-------- Excerpted data --------

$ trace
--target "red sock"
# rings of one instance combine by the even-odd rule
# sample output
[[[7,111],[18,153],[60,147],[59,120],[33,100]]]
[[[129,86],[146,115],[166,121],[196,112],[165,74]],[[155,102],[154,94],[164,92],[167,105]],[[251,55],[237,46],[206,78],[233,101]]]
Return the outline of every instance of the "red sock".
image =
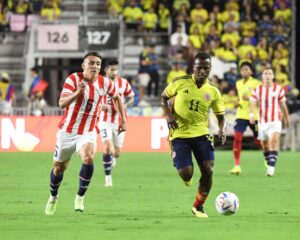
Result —
[[[196,194],[196,200],[195,200],[193,206],[194,207],[203,206],[203,204],[206,201],[207,196],[208,196],[207,192],[198,192]]]
[[[235,165],[240,165],[242,141],[243,141],[243,134],[241,132],[234,132],[233,155],[234,155]]]

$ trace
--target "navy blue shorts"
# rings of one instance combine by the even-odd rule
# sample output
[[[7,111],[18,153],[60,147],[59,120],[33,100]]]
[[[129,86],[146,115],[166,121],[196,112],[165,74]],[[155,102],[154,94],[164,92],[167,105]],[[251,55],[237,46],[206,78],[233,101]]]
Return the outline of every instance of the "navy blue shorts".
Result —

--------

:: Work instructions ::
Copy every line of the material in which the word "Return" occurs.

:: Expected answer ::
Return the outline of every instance of the "red sock".
Return the outline of every instance of the "navy blue shorts".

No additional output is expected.